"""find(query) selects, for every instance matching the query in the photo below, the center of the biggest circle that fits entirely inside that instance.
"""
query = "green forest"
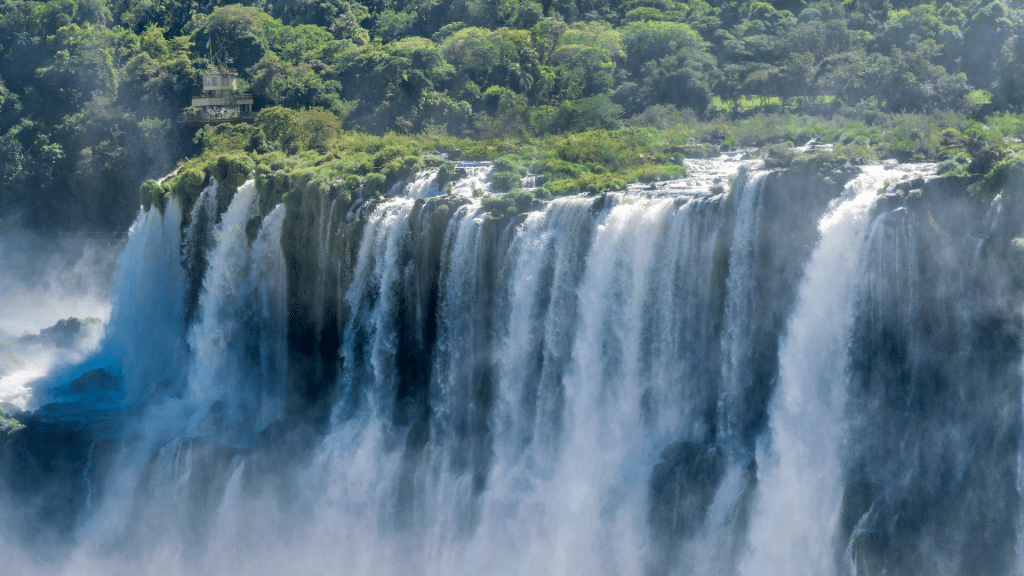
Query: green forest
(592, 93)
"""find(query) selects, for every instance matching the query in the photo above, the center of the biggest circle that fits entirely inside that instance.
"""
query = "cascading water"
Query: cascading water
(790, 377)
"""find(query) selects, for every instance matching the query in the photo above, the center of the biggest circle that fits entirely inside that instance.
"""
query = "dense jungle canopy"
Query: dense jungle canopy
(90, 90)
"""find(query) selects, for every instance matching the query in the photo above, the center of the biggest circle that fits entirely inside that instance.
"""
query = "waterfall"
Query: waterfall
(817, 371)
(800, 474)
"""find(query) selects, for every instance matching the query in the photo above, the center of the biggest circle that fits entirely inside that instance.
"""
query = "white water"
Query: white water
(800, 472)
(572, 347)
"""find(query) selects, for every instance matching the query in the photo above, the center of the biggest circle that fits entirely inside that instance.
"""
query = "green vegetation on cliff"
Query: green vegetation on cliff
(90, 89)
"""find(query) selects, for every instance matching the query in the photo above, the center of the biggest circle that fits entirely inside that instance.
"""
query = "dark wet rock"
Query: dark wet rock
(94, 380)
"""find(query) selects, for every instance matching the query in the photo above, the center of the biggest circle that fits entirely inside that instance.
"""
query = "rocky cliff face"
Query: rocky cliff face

┄┄┄┄┄┄┄┄┄┄┄┄┄┄┄┄┄┄┄┄

__Task to complete__.
Pull out every line in the material above that contains the word "vegetation", and list those lines in their original order.

__Exercise solution__.
query = "green vegetation on cliff"
Query: green vegetation on cliff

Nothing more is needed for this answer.